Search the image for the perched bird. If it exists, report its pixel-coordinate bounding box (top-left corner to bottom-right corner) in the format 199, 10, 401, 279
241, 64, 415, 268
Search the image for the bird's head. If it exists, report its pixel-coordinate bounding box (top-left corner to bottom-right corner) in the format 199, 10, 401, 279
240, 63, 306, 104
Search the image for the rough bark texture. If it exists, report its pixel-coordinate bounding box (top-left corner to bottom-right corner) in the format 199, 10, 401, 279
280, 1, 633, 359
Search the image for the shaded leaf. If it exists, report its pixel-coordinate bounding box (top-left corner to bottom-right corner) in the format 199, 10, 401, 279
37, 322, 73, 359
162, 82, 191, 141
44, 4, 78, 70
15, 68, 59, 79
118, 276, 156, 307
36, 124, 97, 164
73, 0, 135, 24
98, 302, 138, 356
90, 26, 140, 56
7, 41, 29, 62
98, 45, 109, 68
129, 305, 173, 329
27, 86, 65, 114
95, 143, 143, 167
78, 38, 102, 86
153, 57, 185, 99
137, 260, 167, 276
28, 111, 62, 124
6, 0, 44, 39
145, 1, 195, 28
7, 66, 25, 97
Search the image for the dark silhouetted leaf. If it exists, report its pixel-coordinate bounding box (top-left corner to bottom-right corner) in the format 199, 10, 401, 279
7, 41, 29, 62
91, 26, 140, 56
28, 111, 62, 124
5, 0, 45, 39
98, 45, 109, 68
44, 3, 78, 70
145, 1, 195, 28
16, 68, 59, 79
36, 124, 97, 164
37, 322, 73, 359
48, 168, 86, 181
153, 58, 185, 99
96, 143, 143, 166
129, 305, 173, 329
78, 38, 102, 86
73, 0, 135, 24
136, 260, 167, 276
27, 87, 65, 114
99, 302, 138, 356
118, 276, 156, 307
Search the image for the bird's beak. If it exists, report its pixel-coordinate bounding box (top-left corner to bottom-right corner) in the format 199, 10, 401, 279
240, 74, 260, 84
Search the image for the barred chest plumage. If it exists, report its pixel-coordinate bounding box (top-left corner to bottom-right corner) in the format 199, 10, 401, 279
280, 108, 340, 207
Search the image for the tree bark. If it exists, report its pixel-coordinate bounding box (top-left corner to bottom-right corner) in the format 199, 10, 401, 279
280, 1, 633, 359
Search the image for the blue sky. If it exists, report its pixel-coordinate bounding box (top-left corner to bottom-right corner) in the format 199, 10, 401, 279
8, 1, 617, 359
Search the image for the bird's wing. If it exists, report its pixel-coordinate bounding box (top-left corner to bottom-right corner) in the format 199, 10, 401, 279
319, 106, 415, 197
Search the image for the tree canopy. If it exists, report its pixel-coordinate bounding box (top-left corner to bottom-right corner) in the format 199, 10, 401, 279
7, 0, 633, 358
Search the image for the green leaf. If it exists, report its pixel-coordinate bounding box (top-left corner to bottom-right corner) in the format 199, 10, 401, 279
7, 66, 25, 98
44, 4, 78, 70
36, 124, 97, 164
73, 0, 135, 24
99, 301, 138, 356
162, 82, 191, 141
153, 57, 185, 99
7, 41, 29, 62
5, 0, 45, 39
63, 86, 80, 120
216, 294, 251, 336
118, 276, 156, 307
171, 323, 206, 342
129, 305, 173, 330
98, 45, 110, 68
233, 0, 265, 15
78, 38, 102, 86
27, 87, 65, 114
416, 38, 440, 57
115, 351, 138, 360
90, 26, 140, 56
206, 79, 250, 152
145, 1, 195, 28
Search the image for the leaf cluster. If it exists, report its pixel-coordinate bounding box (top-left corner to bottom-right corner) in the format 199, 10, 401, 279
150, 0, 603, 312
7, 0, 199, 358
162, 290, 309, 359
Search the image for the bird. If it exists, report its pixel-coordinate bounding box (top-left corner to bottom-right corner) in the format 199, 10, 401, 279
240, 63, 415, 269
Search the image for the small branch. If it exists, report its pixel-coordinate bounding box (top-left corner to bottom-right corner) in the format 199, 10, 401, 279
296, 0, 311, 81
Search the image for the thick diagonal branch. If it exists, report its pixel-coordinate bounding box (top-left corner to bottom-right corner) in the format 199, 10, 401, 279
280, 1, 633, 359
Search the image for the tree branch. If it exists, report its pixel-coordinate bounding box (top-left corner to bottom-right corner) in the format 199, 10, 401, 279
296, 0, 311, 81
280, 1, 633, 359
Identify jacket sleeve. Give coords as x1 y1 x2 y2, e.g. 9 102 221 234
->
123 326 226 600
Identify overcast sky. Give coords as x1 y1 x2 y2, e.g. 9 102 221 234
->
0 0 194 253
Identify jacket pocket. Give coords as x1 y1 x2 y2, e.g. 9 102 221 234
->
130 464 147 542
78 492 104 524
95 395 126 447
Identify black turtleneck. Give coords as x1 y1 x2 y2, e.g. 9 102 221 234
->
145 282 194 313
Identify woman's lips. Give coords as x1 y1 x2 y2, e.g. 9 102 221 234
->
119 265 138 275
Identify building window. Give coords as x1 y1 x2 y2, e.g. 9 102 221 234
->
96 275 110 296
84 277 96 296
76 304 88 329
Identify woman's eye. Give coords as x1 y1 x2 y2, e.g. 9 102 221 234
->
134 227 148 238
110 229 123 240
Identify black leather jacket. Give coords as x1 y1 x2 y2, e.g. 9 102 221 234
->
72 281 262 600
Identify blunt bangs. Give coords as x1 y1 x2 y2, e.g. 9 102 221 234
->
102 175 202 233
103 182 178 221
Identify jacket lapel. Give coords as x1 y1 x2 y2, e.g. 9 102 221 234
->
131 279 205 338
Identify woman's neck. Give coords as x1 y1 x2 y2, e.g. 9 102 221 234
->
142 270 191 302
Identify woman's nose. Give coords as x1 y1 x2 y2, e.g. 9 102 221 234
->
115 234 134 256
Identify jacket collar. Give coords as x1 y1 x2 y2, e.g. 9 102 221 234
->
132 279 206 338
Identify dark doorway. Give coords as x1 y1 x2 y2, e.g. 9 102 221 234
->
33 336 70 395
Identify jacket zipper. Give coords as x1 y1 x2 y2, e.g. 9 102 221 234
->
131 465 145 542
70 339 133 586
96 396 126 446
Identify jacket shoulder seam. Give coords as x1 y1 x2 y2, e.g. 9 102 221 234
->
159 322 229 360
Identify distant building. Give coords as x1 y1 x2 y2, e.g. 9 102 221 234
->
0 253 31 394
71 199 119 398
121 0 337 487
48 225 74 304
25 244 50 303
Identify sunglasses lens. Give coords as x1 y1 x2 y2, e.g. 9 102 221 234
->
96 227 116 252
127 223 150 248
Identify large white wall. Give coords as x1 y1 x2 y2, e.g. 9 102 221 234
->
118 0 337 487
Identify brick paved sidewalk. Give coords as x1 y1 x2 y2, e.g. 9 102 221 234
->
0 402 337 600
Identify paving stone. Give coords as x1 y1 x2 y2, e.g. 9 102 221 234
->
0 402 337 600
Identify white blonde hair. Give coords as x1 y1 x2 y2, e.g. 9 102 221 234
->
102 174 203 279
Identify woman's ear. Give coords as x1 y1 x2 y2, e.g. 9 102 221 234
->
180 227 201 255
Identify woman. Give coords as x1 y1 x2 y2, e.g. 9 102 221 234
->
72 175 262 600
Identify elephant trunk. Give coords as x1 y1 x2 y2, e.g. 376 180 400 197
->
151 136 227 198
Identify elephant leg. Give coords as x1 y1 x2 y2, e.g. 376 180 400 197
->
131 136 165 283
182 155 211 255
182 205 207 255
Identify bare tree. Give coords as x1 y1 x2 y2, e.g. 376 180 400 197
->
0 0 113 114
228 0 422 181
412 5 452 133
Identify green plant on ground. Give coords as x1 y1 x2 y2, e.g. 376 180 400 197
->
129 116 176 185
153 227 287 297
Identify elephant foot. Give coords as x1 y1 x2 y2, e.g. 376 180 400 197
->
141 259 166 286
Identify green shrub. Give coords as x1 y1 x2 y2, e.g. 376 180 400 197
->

═══

[Instruction]: Select each line of the records that contains the word "elephant" and copy it out.

[Written response]:
Identify elephant trunk. Give coords as x1 y1 x2 y2, e.g. 376 180 400 197
Identify elephant leg. Give coords as x1 y1 x2 y2, e.g. 376 180 400 197
Identify elephant foot. Give coords as x1 y1 x2 y2, e.g. 376 180 400 197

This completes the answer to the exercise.